Rewrite the records from the line holding "# test: mark one point on the black football" through the end of the records, inclusive, keeping the requests unchanged and multiplying every coordinate in the answers by 2.15, rounded to whole numbers with halves rounded up. Give only these lines.

SUPPLIED ENTRIES:

—————

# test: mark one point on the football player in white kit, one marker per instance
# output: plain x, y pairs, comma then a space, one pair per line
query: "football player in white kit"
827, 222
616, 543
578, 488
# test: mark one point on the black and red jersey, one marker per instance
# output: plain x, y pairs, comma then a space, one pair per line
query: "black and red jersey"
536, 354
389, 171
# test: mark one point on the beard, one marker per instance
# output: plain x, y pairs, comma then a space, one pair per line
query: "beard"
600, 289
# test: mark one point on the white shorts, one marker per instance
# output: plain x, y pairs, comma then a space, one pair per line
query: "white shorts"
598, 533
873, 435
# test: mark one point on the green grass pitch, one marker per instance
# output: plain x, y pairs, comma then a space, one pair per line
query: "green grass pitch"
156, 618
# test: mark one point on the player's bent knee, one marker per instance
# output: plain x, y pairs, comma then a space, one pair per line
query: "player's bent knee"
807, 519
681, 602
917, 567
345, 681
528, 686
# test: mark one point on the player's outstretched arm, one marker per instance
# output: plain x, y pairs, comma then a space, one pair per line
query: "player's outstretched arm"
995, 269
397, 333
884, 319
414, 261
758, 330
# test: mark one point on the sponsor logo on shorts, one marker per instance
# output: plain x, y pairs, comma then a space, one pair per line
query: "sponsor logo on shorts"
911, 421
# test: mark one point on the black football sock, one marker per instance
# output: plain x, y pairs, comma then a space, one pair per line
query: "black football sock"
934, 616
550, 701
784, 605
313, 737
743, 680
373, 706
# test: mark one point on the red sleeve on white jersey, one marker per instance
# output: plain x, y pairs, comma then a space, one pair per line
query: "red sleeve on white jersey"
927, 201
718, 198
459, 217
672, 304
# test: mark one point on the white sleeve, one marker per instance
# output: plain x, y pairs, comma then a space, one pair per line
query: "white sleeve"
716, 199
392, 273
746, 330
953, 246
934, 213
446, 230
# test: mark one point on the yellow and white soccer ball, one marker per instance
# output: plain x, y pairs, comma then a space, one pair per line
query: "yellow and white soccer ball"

—————

SOLUTION TO THIS TASK:
# test: mark one point on the black football sock, one marker per instance
# output: plain x, y pairs, comma then a space, one pair per line
query: "black football sock"
2008, 1324
1183, 1507
1686, 1301
673, 1585
1597, 1462
802, 1518
# test: mark one point on the red sleeve on white jersey, one marker per instance
# output: plain x, y pairs, comma then a space, one pair per line
query: "red sleeve on white jersey"
1993, 432
1544, 426
987, 467
1445, 654
# test: mark one point on the white sleeve, one marker per instance
# output: plain x, y pairs, comma then a space, one pair per line
query: "white sleeve"
1539, 428
843, 587
1604, 710
2049, 529
2008, 458
959, 495
# test: mark one point on the yellow and white soccer ball, one marker per instance
# output: plain x, y pairs, comma then a space, one pair per line
query: "yellow and white soccer ball"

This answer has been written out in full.